*Stated exercise*.
Please return every one of the rows below word for word, leaving out the pictures.

---------------

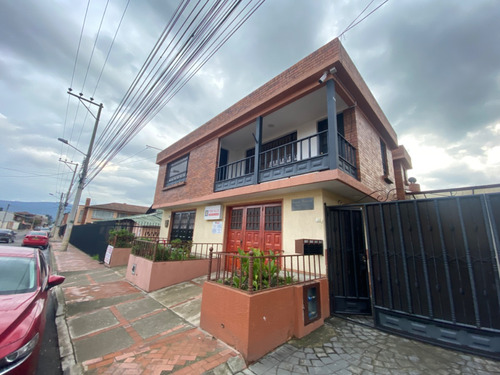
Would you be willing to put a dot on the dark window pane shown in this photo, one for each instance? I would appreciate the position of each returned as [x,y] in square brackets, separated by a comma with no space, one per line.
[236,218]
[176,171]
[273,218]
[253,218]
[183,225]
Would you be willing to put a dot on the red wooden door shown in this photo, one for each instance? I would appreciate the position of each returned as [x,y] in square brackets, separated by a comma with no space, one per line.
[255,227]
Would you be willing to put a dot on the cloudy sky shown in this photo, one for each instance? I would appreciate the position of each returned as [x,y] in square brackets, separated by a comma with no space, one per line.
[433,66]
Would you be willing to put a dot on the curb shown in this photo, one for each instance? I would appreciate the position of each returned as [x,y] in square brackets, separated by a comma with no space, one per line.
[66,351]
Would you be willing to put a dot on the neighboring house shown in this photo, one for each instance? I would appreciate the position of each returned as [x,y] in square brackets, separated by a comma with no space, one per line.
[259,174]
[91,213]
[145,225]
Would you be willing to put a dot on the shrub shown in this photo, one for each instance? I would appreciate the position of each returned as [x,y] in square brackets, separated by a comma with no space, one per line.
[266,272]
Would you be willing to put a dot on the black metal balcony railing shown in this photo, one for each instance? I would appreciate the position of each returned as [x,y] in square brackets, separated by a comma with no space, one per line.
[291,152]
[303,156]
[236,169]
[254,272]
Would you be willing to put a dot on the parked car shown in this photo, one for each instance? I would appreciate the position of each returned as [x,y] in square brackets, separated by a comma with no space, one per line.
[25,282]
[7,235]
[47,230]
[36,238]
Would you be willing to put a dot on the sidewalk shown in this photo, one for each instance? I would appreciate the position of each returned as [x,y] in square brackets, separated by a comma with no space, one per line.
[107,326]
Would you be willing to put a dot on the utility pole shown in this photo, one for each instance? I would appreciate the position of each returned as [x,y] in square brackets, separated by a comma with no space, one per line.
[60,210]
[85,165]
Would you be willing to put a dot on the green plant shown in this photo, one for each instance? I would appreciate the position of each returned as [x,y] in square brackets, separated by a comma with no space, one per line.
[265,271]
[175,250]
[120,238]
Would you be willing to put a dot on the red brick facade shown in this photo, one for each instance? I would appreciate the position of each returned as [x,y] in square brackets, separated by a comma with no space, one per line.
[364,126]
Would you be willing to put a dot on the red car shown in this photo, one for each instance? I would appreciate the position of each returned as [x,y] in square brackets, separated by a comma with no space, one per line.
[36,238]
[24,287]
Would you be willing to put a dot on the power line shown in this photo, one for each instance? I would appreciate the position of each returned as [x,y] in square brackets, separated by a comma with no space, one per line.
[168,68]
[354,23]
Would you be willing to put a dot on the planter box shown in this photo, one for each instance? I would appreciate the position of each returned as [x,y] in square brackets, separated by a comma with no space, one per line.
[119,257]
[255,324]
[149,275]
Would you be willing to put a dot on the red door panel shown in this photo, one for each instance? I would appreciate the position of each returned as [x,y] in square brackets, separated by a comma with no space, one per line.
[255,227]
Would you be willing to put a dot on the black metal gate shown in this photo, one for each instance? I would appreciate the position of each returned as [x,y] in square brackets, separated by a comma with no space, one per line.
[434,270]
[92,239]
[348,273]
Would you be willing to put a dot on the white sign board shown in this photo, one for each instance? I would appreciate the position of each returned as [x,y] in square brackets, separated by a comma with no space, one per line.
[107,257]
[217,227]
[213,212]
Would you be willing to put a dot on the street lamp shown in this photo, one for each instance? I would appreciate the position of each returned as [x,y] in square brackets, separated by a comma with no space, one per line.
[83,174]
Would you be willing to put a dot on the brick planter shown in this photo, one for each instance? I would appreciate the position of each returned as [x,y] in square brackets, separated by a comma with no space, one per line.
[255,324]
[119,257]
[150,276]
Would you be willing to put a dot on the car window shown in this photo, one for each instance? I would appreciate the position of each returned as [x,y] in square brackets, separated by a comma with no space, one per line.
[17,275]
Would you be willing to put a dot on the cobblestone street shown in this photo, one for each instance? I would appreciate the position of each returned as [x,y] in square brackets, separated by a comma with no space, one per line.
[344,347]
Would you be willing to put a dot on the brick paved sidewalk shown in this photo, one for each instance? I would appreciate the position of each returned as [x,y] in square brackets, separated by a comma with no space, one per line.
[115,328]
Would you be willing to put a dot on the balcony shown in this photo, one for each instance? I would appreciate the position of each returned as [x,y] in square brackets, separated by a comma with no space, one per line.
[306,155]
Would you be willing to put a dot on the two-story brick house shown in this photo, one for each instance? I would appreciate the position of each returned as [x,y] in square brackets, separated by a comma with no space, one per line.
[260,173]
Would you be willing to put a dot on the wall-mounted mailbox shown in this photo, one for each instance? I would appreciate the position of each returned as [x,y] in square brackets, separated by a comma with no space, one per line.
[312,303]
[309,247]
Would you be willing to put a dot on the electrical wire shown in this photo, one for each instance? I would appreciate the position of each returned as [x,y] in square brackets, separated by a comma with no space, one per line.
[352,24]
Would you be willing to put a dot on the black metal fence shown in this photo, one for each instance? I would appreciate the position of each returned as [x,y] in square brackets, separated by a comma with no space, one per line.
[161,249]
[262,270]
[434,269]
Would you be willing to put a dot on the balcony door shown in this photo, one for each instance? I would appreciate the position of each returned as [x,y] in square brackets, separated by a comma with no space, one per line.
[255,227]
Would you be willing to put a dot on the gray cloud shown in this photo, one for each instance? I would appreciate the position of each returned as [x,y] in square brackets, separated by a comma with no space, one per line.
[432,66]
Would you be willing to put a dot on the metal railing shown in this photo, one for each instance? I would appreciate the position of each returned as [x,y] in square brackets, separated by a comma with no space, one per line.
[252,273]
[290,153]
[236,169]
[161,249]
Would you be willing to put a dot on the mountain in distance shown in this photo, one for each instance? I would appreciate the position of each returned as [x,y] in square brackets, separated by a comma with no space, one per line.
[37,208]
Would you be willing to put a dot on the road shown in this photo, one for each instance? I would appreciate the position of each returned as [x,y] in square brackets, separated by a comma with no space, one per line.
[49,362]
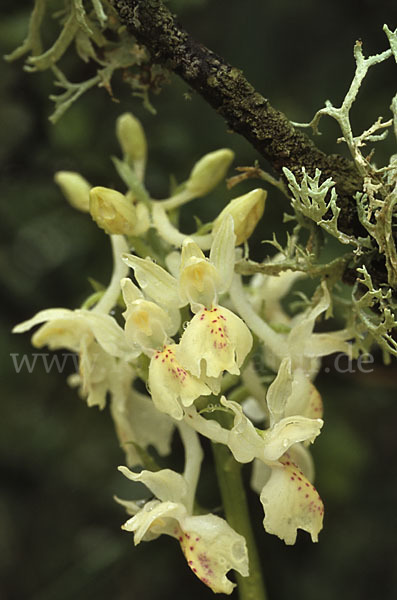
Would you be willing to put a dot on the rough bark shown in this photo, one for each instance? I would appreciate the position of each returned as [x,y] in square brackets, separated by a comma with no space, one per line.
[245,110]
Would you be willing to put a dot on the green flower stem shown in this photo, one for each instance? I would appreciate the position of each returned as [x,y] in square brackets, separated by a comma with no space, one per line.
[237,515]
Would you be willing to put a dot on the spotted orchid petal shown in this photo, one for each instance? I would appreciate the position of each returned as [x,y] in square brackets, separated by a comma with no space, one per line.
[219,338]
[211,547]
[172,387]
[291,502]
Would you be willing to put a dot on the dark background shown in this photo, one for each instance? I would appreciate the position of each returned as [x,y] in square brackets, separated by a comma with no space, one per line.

---------------

*Solution to the problem*.
Would you be willing to put a dot on the dark window pane shown in this photo, one for each instance? I would appreciate the position of each returned as [x,y] in square brackets, separated by a comma with no space, one per line.
[236,218]
[176,171]
[273,218]
[253,218]
[183,225]
Would you be willing to put a dot on the red wooden door shown in this photo, one for each instance? I would appreciate the position of each returned as [x,y] in square brackets, separated by a comma with no space, one per line.
[255,227]
Would you be willing to put a dot on the cloudy sky shown in this photo, one for each instance? I would appreciate the position of each returned as [x,y] in square brackets, separated by a comma with no space, one per line.
[433,66]
Would you be willing to put a dot on the curb shown in this photo, one for each instance? I would appreciate the position of each returned as [x,y] in square brackets, separated by a comma with no space, one per line.
[66,351]
Would you be willing to put a dot on the neighboring house shown in this photo, one for each instance? I would appreciate the position of each returned as [x,y] in square brackets, separated by a comma with no space, one per line.
[259,174]
[91,213]
[145,225]
Would you be willing to put a dot on the shrub shown in this photo, one for each instance? I would appreciate the position of each returned as [x,y] in square brackets, separated by a comma with no space, one per line.
[266,272]
Would you be willing to put a dot on the black metal balcony railing shown in this photo, one for each instance? I would appreciate the position of each returned as [x,y] in square brackets, separated by a comma with no space, one per line.
[291,152]
[303,156]
[236,169]
[254,272]
Would you be willing to put a dot on the parked car shown in this photo, one for each instance? I would appreciate the position of each returned as [x,y] in square brackets, separated by a comma with no space, one per line.
[25,282]
[7,235]
[47,230]
[36,238]
Would you be willing to put a dot on the sidewalk shown in this photo, one for each instance? I would appreciate the position of each returned as [x,y] in square brackets, separated by a comma with no space, one per line.
[107,326]
Would you be willing to put a dot on the utility pole shown in this photo, one for each instance? I would appreciate the position of each returned as [x,y] in square brackets, separated by a comma with no space, one per line.
[60,210]
[85,165]
Would you be willing to put a dot on the green plant shown in this photo, one for each instance? I would appreciate the position of each returned as [x,y] in square brackets, separated by a comma with no space, one per line.
[265,271]
[175,250]
[120,238]
Would you be willing to put a dot on the red brick facade shown in this photo, one for each instance? I would appreciate the position of each returned as [x,y] in square brackets, separated by a comma with no space, one per line.
[364,126]
Would you be willing to put a dot on the red car shown in this photo, one for each instance? I would appreciate the position of each returned as [x,y] in square brackets, separated by a comma with no space, one per line.
[36,238]
[24,287]
Would you be willing to put a dot on the power line shown in this photo, one for each instance? I would appreciate the position of each returned as [x,y] in square brackets, separated by a comma with no space, one per line.
[168,68]
[354,23]
Would you be willing to put a dot on the planter box shown in this photo, one for each instance? I would appreciate the position of each returned as [x,y] in square brackets, separated by a comma with no space, one per line.
[119,257]
[255,324]
[149,275]
Would you be willing to put a dot on the red door panel shown in this photo, one for each instance? I would appreciate the position of each returned as [x,y] in square brackets, separated by a comma with no space, one per line.
[255,227]
Would you be willing to put a dot on the black metal gate shown in this photo, one for each instance? I would appreciate the position of each returned as [x,y] in square brackets, separated by a comma with no space, one per line.
[434,270]
[92,239]
[348,273]
Would you be willing to put a dot on the white sign board shown in this photo, one for each instance? I would appreciate the position of each returned as [x,y] in square brackets, separated by a comma with no space, one per line.
[107,257]
[217,227]
[213,212]
Would you be willing to put a dot on the street lamp shown in this photo, one for each instance? I would appreciate the position of each returned as [x,y] in square brackets, separated by a comma with no space, one per line.
[83,174]
Would you be willing to put a dot on the brick planter shown in this photo, one for each instance? I would appreciate the position of each returned as [x,y] in square brackets, separated by a comma with no space, one per line.
[255,324]
[119,257]
[150,276]
Would you be willing to put a dot on the car window shown in this photo, one for each instance? I would appreciate the position of each returned as [x,y] in square brackets, separated by a comma with no space, one per line.
[17,275]
Would you be willing to put a dot on the cobblestone street shown in this photo, one for each instance? I would appreciate the position of each returned as [x,y] in square brackets, separated by a comma with no space, one per line.
[344,347]
Would you be willing to put a dot on the brick paved sidewalk shown in this photo, one for each instance? I would appreciate the position of each returned as [x,y] in square brackets, separated by a comma with no space, one per line.
[115,328]
Would you be willing to put a dot on the balcony shown in this photo, one for each instance? I would appreciate the position of each returned as [x,y] in square brackets, separated by a comma with no space, one per line.
[306,155]
Would you be willing to put a dot on the two-story brick house shown in this photo, one for each instance? I would appreciate the position of each returned as [x,y] in square brackets, separated by a comma with no space, one per line.
[260,173]
Would you be willing to put a dot on the wall-mounted mailbox shown in this photo, one for each instance? I would appreciate the position of each returned as [x,y] in square brackets, separated by a comma with no space, one per line.
[312,303]
[309,247]
Would you be willing to put a dot on the electrical wire shown in this photo, one for each instance? I would appreciate the position of each returned as [x,y] in square brackets, separated by a comma with no space, one per line.
[352,24]
Would you be willing to put a dot on the black metal fence shown in this photo, one for each instance? I would appreciate the position of each returned as [x,y] in square brackets, separated by a comma with no space, one per line.
[161,249]
[262,270]
[434,269]
Would you be willing to put a dot on the balcony door shown in this photo, one for each instance? I would appreciate the position of each returned as [x,y] in square brackets, separated by a comma with no space, one per line.
[255,227]
Would you be willing to put a dot on the gray cloud shown in this photo, one for each instance? I would appreciate the position of each returned as [x,y] in square brackets, separated by a comma with no space, one per line.
[432,66]
Would you be willing to put a dot on the metal railing shown in this photo, one for each instance? I would appreciate the position of each returned as [x,y] in square brackets, separated by a comma with no space, one per line.
[252,273]
[290,153]
[236,169]
[161,249]
Would you be willing to put a dot on the mountain in distance shown in this photo, one for each instance? I would appreciate the position of each returned as [x,y] in square brackets, separated by a comma with no space, one per line.
[37,208]
Would you be willing to put a dot on the road shown in this photo, one for each instance? I would appreciate the position of each returned as [x,y] in square brackets, separated by a comma with no space, one per line.
[49,362]
Would you be willing to put a dot on the rough bark shown in this photo, one for each instance? I would appreciate the position of each returned as [x,y] in square brackets, separated by a comma with no space, one per line.
[245,110]
Would you be willing to put a dot on the green flower stem shown in this photo, one for each instance? I would appreciate the position of each returned as [x,y] in square brackets, separated by a comma with no space, one per line.
[237,515]
Would you be willing to put a dot on the spotted orchid petal shown in this photo, one for each instance? I would appreciate the position of each returned as [x,y] in square brackets, separated by a comma with no space, one per line.
[219,338]
[211,547]
[172,387]
[291,502]
Would you be willing to put a dot on the dark background shown in this photo, one for each instance? I would appreciate the position of each returned as [x,y] in square brackets, separated by a comma with no space, one per line.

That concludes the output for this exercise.